*Task brief:*
Type out the data again. Keep every line exactly the same.

*Referring expression data:*
━━━━━━━━━━━━━━━━━━━━━━━━━━━━━━

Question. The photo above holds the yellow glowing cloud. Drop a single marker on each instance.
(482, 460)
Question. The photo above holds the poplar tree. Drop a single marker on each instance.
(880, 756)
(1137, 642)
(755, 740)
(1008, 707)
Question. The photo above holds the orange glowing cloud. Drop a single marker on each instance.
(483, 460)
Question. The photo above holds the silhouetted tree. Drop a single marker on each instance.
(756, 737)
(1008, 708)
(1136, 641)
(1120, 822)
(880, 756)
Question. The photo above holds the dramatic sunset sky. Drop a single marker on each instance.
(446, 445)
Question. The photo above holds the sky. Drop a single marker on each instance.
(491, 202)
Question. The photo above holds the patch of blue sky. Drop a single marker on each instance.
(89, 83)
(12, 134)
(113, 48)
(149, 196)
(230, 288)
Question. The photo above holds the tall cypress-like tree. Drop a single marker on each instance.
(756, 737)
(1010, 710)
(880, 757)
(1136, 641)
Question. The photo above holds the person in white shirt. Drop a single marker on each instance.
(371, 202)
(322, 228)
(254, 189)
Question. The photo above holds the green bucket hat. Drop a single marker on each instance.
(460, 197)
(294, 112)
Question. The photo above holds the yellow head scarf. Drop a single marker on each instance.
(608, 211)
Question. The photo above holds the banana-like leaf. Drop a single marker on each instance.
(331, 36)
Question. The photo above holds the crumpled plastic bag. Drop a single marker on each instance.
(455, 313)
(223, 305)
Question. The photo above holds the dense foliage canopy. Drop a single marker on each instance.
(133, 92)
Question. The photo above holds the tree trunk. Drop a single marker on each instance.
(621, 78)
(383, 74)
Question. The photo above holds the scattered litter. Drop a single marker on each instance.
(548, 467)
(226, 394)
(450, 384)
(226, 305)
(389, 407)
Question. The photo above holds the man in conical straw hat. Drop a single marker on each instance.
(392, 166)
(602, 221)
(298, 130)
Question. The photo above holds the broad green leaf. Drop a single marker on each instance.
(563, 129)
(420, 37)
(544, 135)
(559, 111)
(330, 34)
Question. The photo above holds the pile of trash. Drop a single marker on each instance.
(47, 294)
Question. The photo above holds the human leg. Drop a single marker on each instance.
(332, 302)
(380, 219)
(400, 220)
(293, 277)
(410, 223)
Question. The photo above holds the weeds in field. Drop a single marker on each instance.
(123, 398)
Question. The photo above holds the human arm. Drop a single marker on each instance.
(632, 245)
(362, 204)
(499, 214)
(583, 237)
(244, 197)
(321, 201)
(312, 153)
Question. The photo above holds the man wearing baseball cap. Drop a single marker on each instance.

━━━━━━━━━━━━━━━━━━━━━━━━━━━━━━

*Result of this exercise:*
Question. The photo above holds the yellow glowing cloud. Drop a single marker on each instance.
(482, 460)
Question. The photo above holds the poplar tree. Drop a single marker on each instance.
(880, 756)
(1137, 642)
(755, 740)
(1008, 707)
Question. The photo above holds the orange glowing cloud. Drop a single marker on each instance.
(483, 460)
Question. The photo above holds the silhouetted tree. Drop a single marker on each instance.
(756, 737)
(1008, 708)
(1136, 641)
(1120, 822)
(880, 756)
Question. The photo above holds the dramatic sunset sky. Drop a single marker on each instance.
(446, 445)
Question. The photo above holds the sky. Drop a single marker on each instance.
(491, 202)
Question. The photo above holds the patch of blue sky. Drop a single marker on each instance.
(89, 83)
(12, 134)
(113, 48)
(149, 196)
(230, 288)
Question. The photo above holds the tall cypress-like tree. Drop a single marker on each instance.
(756, 737)
(1010, 710)
(880, 757)
(1136, 641)
Question. The photo above holds the person in white shirt. Drop a single marker on each instance.
(371, 202)
(322, 228)
(254, 189)
Question. The photo above holds the green bucket hat. Drop a single marker on each instance.
(460, 197)
(294, 112)
Question. The photo above holds the yellow head scarf. Drop a single marker on each instance.
(608, 211)
Question. The photo above holds the banana-like leaf. Drop a single marker on each instance.
(331, 36)
Question. The photo above holds the crumpled plastic bag. Drop a single marker on each instance.
(455, 313)
(223, 305)
Question. The photo above holds the dense foliage canopy. Drop a single marker on each instance.
(133, 92)
Question. The photo above holds the tree trunk. Drop a single marker on each instance.
(621, 78)
(383, 74)
Question. The photo above holds the scattered litter. Drop a single marker on each instance.
(548, 467)
(226, 394)
(450, 384)
(226, 305)
(389, 407)
Question. The photo above holds the man in conical straw hat. Drop a single marker on each instance.
(392, 166)
(602, 221)
(298, 130)
Question. The photo above holds the broad green leaf. Drop a single marker on each instance.
(563, 129)
(420, 37)
(544, 135)
(559, 111)
(330, 34)
Question. The photo above holds the pile of trash. Drop a single marker on each instance.
(47, 294)
Question. The photo above holds the human leg. Drop a single marker on each instance.
(332, 302)
(380, 219)
(400, 220)
(293, 277)
(410, 223)
Question. The photo above holds the weeds in field. Drop a single marker on each instance.
(123, 398)
Question. The photo above holds the human arm. Drop a single marker on each instance.
(632, 245)
(362, 204)
(499, 214)
(583, 237)
(244, 197)
(321, 201)
(312, 153)
Question. The photo above holds the man wearing baseball cap. Drop a single marker on each instance.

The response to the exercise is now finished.